== WORK INSTRUCTION ==
All the lines below need to be transcribed exactly. Pictures get left out.

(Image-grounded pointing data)

────────────────────────────────────────

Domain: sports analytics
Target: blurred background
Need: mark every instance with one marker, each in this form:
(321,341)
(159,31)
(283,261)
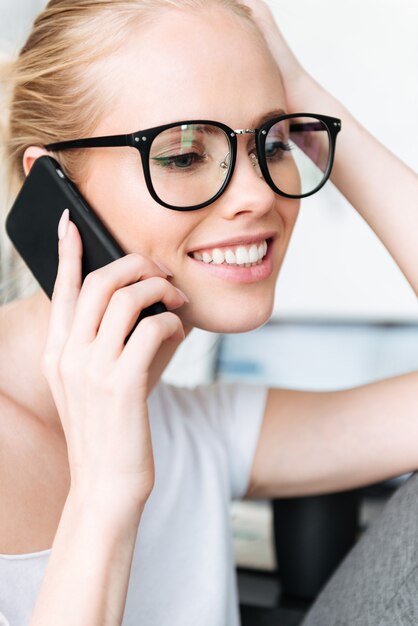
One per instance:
(344,314)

────────────────────────────────────────

== EXERCISE RESPONSE ==
Domain: sports analytics
Target: blurred background
Need: mark every instance with one marker, each in this form:
(321,341)
(159,31)
(283,261)
One per instance:
(344,314)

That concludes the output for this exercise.